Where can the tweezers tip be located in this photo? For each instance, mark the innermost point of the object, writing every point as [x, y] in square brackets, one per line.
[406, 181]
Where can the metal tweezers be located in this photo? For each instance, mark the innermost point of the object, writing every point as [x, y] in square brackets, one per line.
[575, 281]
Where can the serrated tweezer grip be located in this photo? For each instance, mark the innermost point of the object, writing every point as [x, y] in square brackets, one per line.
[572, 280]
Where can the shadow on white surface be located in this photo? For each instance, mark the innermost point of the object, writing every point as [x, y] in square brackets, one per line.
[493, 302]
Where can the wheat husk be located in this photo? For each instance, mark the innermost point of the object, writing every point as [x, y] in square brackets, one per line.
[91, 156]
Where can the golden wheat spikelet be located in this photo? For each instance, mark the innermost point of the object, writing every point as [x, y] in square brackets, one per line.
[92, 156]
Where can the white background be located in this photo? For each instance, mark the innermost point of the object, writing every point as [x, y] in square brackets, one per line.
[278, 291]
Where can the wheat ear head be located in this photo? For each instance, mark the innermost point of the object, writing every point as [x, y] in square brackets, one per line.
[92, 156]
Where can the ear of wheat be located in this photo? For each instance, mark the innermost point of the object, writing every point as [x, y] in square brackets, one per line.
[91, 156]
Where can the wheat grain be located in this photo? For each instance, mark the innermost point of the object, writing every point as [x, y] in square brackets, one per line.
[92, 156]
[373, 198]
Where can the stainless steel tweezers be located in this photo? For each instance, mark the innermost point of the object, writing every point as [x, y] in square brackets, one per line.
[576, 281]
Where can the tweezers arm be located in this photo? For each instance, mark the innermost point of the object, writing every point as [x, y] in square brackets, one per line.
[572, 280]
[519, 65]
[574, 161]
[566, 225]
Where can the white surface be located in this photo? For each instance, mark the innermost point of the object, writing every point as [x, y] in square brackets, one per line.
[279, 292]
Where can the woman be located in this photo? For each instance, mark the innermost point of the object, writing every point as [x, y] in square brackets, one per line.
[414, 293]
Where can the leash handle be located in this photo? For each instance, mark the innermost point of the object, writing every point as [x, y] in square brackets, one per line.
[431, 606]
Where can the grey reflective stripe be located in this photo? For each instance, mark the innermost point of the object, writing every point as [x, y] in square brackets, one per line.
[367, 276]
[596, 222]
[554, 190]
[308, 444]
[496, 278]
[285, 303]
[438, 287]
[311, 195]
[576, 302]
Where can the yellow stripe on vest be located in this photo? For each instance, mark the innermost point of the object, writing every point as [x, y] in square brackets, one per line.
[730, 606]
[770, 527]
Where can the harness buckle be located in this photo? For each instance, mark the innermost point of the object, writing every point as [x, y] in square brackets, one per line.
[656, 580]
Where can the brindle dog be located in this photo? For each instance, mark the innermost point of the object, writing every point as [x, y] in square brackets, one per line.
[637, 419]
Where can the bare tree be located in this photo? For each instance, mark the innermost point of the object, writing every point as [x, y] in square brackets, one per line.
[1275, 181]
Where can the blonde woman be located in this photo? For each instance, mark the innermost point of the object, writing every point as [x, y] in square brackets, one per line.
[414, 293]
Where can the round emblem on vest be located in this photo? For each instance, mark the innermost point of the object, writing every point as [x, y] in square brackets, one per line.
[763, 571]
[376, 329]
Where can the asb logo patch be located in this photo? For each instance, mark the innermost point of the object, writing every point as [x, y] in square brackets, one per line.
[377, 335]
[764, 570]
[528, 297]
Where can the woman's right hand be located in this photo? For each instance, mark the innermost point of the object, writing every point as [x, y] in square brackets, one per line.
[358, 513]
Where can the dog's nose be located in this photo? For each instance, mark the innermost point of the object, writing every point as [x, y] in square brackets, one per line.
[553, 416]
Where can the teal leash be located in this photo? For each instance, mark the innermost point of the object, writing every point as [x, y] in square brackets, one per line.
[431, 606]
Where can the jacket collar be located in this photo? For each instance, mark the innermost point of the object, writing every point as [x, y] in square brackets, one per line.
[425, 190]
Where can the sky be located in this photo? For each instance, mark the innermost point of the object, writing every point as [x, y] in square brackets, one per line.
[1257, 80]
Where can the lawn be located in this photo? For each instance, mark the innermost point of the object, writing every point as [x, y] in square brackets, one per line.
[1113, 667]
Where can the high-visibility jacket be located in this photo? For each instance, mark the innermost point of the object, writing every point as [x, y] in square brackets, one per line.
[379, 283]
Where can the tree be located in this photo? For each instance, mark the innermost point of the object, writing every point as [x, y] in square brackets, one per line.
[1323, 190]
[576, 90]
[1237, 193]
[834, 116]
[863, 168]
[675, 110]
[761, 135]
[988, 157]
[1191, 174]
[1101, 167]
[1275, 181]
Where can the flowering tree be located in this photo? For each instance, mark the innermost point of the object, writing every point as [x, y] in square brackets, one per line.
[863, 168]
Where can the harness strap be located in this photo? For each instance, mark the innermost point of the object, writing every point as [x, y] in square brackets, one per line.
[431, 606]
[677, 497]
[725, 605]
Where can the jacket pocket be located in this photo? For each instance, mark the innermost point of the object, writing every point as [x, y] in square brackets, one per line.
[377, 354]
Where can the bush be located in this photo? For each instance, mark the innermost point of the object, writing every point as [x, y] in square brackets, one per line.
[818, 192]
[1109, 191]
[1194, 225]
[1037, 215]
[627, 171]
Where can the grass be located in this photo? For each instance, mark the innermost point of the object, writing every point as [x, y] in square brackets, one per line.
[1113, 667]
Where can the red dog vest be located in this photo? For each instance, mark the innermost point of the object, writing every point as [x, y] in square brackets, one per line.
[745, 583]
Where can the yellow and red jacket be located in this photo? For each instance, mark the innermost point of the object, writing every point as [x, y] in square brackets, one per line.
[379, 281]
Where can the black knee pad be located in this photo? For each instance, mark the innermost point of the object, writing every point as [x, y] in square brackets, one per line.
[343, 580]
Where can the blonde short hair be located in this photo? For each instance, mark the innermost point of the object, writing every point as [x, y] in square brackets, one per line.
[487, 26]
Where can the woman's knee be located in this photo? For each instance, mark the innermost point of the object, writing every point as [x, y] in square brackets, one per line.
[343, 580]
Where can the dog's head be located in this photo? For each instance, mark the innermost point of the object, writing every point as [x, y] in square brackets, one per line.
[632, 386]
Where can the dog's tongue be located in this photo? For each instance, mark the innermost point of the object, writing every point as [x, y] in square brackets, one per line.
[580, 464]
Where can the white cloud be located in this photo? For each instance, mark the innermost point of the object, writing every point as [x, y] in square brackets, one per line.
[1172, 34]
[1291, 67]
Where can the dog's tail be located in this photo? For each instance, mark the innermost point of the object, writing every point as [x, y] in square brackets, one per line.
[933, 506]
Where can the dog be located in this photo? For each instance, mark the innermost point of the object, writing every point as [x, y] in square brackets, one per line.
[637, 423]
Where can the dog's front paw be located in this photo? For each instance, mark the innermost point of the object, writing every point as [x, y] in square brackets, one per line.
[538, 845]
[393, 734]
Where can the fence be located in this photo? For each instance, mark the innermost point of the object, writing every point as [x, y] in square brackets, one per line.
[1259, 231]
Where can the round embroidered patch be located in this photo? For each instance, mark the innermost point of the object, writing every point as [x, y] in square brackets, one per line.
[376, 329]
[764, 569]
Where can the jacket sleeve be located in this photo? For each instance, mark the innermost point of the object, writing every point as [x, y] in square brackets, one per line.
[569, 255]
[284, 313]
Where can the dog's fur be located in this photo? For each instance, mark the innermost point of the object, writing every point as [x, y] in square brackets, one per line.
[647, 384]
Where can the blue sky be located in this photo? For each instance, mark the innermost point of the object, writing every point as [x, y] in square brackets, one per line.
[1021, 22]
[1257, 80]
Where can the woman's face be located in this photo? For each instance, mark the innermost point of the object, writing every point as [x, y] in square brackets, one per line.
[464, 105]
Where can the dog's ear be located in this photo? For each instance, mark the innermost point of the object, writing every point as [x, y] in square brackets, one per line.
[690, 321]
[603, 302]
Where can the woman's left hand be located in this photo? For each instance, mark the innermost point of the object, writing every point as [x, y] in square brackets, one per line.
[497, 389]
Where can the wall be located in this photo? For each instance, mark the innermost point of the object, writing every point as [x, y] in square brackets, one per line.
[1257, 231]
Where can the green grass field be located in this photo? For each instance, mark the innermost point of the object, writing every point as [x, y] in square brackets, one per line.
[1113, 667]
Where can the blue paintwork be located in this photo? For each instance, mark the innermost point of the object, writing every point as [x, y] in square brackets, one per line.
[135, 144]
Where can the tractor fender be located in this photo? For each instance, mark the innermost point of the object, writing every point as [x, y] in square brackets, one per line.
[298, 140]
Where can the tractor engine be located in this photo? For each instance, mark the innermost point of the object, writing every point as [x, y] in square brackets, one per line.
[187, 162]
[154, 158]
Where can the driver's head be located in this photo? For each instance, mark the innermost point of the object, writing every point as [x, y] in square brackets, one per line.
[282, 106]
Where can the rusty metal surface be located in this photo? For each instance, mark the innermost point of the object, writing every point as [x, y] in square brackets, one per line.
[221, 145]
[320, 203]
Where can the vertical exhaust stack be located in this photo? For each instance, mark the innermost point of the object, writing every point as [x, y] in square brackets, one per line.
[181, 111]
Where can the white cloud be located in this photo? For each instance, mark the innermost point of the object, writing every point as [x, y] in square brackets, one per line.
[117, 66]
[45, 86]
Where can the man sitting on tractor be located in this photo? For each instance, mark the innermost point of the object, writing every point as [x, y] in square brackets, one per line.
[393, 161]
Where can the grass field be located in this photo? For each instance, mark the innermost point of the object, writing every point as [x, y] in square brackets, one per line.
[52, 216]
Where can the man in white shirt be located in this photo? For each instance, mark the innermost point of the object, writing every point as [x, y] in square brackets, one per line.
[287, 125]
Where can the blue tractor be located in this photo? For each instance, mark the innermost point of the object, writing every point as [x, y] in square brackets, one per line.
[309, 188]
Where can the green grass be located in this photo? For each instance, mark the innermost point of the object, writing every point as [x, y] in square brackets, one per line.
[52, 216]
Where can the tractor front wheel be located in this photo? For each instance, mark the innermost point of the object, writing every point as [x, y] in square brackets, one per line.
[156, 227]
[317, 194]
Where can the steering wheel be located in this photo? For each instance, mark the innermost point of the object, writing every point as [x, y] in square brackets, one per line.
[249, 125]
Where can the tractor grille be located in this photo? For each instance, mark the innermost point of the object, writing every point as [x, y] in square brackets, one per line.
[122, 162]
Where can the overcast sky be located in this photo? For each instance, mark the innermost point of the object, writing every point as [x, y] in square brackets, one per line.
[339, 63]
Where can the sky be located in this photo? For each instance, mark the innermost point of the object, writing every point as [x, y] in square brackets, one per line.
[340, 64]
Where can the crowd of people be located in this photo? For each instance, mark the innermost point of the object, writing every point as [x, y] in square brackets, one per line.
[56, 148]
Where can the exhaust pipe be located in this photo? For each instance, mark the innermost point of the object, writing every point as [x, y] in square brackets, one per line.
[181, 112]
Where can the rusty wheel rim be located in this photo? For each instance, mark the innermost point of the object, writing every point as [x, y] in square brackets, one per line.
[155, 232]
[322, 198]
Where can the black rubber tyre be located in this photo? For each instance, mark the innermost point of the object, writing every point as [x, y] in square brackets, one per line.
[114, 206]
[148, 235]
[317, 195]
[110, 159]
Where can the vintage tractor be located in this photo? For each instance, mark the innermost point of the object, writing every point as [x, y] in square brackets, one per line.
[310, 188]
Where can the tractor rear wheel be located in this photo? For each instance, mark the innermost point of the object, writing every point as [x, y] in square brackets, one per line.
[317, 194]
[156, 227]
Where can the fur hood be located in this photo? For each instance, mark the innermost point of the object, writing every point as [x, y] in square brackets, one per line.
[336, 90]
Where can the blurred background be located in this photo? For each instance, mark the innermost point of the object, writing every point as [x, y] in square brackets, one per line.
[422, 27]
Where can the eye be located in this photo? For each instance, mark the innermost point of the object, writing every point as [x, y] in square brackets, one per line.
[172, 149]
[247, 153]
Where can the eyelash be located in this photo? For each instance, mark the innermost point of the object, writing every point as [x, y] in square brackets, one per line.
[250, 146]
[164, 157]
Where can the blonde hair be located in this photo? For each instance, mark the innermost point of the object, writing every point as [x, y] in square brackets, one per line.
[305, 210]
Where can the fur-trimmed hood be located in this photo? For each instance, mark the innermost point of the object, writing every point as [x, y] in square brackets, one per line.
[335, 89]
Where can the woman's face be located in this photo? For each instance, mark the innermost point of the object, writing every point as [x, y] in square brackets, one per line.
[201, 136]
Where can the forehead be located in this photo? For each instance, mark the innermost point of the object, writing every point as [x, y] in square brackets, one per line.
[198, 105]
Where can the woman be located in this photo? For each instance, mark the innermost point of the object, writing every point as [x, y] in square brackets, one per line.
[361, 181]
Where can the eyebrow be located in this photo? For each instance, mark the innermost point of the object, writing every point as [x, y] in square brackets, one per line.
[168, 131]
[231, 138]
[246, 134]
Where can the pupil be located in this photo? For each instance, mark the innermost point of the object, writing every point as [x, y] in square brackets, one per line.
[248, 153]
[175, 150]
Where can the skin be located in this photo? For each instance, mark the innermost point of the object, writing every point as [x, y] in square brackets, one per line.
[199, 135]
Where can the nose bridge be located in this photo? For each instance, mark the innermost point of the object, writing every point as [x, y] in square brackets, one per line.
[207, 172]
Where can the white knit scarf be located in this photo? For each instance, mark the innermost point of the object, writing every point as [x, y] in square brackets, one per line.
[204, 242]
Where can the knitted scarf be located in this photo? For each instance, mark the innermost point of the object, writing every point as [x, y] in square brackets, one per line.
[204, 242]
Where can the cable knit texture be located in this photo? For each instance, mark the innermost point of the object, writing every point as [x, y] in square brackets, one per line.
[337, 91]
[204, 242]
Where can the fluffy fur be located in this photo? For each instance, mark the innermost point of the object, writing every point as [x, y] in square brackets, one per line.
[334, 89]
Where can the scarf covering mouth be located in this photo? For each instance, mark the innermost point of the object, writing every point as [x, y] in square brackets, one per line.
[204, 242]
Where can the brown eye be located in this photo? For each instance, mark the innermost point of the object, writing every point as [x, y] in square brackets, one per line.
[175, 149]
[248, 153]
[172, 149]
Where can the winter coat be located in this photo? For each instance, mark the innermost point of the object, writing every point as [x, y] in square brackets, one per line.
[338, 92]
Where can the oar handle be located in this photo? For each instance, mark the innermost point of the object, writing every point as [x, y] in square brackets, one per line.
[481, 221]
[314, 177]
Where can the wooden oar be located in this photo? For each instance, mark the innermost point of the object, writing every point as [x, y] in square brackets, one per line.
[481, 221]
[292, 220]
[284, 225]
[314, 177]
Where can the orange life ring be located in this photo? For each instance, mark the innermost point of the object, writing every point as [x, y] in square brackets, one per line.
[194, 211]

> _EXERCISE DIRECTIONS_:
Repeat word for word the lines running from the line containing "Where can the brown" to the end of the entries above, inclusive.

> _ANSWER FOR THE TASK_:
Where can the brown eye be located in this photo? For each instance, mark the innermost point of the object, writing every point as [x, y] in square brackets, one per line.
[175, 149]
[248, 153]
[172, 149]
Where can the winter coat be located in this photo? For each instance, mark the innermost point of the object, writing every point as [x, y] in square brackets, one per line.
[338, 92]
Where can the oar handle be located in this photo? For each instance, mark the innermost point of the object, writing every point as [x, y] in square brackets, one per line.
[481, 221]
[314, 177]
Where can the wooden oar be located in this photo? For each instance, mark the innermost point of the object, writing every point as [x, y] in square brackets, one per line.
[481, 221]
[292, 220]
[284, 225]
[314, 177]
Where can the orange life ring be located in this photo? For each instance, mark the innermost point of the object, writing every point as [x, y] in square brackets, one per line.
[194, 211]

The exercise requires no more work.